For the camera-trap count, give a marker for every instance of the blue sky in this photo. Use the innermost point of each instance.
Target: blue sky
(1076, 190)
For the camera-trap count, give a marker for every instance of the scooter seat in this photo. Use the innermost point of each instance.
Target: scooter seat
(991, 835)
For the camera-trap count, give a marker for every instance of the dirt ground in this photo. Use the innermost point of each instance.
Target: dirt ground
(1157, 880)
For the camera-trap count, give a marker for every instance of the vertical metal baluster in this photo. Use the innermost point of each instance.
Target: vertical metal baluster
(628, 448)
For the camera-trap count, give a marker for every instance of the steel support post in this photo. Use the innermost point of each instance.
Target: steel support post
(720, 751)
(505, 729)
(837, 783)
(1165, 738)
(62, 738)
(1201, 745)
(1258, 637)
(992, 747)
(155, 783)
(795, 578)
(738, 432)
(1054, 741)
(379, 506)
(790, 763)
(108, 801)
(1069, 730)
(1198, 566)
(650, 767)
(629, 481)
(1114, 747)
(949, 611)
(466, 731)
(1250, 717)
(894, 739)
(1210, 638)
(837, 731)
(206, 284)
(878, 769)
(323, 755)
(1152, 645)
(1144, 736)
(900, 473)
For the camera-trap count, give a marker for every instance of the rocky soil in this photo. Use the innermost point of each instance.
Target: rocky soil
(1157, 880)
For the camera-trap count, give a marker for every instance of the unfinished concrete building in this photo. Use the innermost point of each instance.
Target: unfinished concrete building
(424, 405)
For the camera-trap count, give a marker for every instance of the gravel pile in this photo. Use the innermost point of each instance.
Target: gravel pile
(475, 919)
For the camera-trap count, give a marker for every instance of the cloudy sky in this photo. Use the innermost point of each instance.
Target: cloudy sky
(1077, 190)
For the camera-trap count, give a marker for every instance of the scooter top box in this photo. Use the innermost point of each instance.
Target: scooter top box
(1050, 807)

:::

** TASK TO COMPLETE **
Transcribe all records exactly as written.

** EXERCISE OUTPUT **
For the camera-trap count, give a marker for every instance of the blue sky in this photo. Use the innermost point of each instance.
Target: blue sky
(1076, 190)
For the camera-trap count, give a marker for every instance of the scooter seat in this photo. Use the innermost point of each instance.
Target: scooter seat
(991, 835)
For the camera-trap count, give a marker for every instance of the dirt ground in this photo. Use the innermost point of each instance.
Target: dirt ground
(1157, 880)
For the camera-trap count, give a marker for every instance of the vertical metal baluster in this photo. Use the innermost point of each instance.
Target: vertical metal baluster
(628, 448)
For the camera-trap count, give a marker for every instance of the steel support post in this photo. Use the innermost point of each instance.
Target: steel support post
(720, 751)
(505, 729)
(837, 783)
(1165, 738)
(62, 738)
(1201, 745)
(1258, 637)
(992, 747)
(155, 783)
(795, 578)
(738, 432)
(1054, 741)
(379, 506)
(790, 763)
(108, 801)
(1069, 730)
(1198, 566)
(650, 767)
(629, 481)
(1114, 747)
(949, 611)
(466, 731)
(1250, 717)
(894, 739)
(1210, 638)
(837, 731)
(206, 284)
(878, 769)
(323, 755)
(1152, 645)
(1144, 736)
(900, 473)
For the camera-trap count, give a marker for every instance of the rocky soil in this photo. Use the innermost point of each instance.
Target: rocky soil
(1157, 880)
For the camera-trap count, give a marker for every instance of the unfinished concrete building in this photo. Use the innermost point of each instance.
Target: unfinished concrete building
(424, 405)
For the camera-trap count, give a marker for every instance of the gravel pile in this photo. Use the innermost point of each instance.
Target: gravel pile
(475, 919)
For the camera-trap count, give a marker for every instance of the cloudy sky in this photo. Use the innermost point of each instance.
Target: cloudy sky
(1077, 190)
For the camera-trap count, give a marker for every instance of the scooter top box in this photo. Use the innermost point of each instance.
Target: scooter top box
(1050, 807)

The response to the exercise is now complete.